- _TASK DESCRIPTION_
Repeat exactly, and only, the lines from the one containing "Q: report a point for each instance of the large" through the last line of the data below.

*** RECORDS FOR THIS EXERCISE Section Begins ***

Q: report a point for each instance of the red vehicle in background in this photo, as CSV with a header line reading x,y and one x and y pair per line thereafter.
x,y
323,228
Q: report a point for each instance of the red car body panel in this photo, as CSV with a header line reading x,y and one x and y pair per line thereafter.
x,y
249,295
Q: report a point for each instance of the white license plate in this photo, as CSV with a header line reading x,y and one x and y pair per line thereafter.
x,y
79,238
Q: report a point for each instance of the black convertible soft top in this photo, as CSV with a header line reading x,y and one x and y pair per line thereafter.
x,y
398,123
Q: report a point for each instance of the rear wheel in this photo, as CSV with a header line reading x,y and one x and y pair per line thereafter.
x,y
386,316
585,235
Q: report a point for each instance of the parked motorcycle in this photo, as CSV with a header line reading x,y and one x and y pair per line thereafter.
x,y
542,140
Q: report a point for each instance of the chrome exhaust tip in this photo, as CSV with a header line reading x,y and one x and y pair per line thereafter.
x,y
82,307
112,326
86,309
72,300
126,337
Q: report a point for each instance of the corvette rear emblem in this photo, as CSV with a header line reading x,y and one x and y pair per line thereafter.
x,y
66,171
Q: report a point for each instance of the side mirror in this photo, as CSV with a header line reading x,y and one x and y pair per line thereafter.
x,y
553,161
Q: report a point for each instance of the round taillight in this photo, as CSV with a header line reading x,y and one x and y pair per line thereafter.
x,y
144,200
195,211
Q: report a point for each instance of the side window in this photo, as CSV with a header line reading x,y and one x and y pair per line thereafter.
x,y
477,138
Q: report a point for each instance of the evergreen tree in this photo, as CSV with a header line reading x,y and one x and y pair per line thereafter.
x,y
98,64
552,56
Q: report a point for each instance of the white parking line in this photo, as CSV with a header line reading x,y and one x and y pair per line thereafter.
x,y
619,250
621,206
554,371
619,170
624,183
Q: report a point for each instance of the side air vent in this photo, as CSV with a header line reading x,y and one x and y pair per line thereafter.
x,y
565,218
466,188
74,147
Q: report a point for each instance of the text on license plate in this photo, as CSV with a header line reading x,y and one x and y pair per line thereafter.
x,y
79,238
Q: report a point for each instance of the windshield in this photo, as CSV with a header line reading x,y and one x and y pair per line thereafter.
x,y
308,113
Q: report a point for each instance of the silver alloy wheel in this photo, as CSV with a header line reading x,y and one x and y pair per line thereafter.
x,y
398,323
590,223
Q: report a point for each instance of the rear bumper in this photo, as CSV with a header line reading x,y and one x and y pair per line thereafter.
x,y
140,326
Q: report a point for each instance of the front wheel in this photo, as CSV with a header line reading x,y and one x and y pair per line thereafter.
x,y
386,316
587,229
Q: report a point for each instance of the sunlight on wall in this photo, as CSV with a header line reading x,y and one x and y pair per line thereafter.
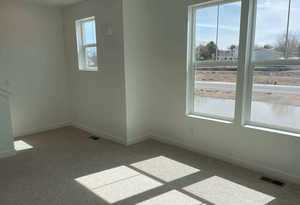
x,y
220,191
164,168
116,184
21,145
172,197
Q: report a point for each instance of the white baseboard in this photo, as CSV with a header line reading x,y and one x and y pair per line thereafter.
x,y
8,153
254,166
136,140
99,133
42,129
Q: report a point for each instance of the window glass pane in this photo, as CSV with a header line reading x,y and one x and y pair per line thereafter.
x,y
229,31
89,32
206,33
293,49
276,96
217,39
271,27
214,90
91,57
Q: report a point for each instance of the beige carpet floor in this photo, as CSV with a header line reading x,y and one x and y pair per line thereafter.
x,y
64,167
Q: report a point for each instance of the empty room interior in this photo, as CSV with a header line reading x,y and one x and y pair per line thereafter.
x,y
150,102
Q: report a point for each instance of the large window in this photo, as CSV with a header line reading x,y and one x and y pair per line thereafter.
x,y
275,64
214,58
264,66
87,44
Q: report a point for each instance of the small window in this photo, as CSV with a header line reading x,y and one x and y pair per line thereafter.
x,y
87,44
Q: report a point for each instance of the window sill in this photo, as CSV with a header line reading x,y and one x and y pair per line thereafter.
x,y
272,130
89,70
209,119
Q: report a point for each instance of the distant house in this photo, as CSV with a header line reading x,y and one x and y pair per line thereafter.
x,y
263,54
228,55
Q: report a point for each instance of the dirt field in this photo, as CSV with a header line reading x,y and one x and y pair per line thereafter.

*** RECORDS FOR THIS EXERCISE Section Ends ***

- _RESPONSE_
Q: report a point for each instance of the large window in this photo, as CSV with a header line reading x,y and one x and y pair per line thereafter.
x,y
275,64
214,58
264,66
87,44
Q: report a point for each instance of the small window in this photo, as CSV with a header line reading x,y and one x and y pair per line thereafter.
x,y
87,44
Q: report a point for each instance of the window sill in this photo, as CSV with a header line reading x,y and one x and y pair per line thereafter.
x,y
272,130
89,70
209,119
Q: report a point for each instance of the distant house in this photo, as CSV with a header line reading x,y and one x and y pair per line thereafter.
x,y
263,54
228,55
Q: report a point for each instance of the dirt field in this photo, as CSV with a header line reading x,y and one x and y pair per line thereafter.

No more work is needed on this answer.